Saved data entries:
┏━━
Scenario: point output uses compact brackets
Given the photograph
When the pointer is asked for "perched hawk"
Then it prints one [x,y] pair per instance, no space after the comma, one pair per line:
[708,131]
┗━━
┏━━
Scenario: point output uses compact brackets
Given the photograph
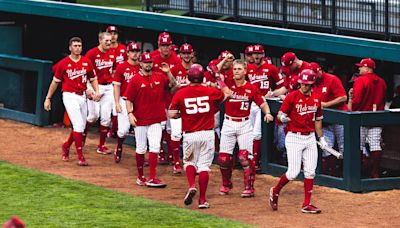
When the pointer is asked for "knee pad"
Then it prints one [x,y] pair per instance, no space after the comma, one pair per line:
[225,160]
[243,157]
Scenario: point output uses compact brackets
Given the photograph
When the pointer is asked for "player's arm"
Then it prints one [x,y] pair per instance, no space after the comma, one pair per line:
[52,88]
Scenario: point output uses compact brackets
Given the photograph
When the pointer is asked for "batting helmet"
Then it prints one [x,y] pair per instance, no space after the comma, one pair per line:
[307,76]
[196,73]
┗━━
_DIRECTIONS_
Every line above that holds the word "When" should be copied out.

_COMPLETED EXERCISE_
When the pointer is asked for "perched hawk"
When the pointer is asked for "knee pad"
When the pointer is asked for "player's arm"
When the pointer is asked for "batting helmet"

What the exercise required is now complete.